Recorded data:
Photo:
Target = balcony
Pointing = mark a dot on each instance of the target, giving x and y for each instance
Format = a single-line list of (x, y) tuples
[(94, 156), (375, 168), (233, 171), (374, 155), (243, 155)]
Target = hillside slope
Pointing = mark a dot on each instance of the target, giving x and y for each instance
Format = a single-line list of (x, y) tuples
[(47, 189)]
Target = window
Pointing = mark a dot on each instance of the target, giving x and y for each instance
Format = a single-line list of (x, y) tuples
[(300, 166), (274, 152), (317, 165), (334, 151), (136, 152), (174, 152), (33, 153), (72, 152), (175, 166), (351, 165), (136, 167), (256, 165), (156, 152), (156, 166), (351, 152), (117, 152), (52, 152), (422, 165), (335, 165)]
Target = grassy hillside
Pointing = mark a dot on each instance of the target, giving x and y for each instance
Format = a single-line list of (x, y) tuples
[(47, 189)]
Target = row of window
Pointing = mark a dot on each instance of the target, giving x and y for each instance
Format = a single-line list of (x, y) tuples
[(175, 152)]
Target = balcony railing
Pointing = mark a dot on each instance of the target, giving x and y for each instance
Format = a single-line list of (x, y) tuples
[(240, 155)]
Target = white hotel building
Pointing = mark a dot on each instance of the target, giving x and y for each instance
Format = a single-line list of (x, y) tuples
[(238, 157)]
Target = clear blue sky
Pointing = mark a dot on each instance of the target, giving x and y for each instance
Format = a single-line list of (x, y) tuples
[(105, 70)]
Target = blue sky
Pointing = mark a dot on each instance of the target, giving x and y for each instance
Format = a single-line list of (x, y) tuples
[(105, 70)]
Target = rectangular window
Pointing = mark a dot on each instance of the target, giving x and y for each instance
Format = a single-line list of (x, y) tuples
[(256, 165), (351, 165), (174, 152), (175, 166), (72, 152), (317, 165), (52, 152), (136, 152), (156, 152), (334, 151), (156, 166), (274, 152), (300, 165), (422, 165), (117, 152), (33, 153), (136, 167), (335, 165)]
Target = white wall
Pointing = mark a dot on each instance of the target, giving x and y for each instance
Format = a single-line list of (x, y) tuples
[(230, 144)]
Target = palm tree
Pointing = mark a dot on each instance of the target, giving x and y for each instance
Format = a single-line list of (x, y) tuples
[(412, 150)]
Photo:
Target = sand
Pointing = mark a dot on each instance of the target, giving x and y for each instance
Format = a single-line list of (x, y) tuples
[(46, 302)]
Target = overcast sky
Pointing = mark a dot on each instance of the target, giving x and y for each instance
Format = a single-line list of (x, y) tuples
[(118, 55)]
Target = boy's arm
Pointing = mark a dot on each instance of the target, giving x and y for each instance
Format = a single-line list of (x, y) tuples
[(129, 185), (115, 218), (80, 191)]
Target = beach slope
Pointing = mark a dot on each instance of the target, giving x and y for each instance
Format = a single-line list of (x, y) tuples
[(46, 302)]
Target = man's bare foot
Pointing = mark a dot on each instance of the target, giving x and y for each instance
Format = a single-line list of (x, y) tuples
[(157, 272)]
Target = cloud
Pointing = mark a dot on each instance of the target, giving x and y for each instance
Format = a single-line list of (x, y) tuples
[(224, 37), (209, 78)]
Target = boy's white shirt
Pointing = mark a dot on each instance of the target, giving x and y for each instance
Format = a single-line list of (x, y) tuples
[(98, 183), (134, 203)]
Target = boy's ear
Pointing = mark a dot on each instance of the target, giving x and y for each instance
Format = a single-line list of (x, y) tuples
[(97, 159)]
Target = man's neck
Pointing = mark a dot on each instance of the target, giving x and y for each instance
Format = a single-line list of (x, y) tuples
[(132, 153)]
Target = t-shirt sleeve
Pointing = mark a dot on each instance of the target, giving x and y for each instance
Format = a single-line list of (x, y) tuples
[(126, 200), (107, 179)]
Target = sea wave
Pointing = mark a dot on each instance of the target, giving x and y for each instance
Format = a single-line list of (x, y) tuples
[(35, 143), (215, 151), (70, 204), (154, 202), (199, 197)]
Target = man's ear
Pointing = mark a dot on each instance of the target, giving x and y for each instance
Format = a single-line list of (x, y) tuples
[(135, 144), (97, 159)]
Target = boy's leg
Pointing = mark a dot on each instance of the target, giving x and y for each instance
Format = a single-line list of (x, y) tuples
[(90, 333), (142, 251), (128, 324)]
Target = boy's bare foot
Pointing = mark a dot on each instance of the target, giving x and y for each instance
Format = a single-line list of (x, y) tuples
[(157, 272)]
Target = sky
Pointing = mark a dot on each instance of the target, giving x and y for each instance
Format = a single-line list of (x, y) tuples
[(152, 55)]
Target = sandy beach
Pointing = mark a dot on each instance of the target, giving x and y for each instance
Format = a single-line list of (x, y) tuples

■ **Your goal**
Copy each line of the records above that carries the word "shirt".

■ **Expected answer**
Target = boy's white shirt
Target = t-shirt sleeve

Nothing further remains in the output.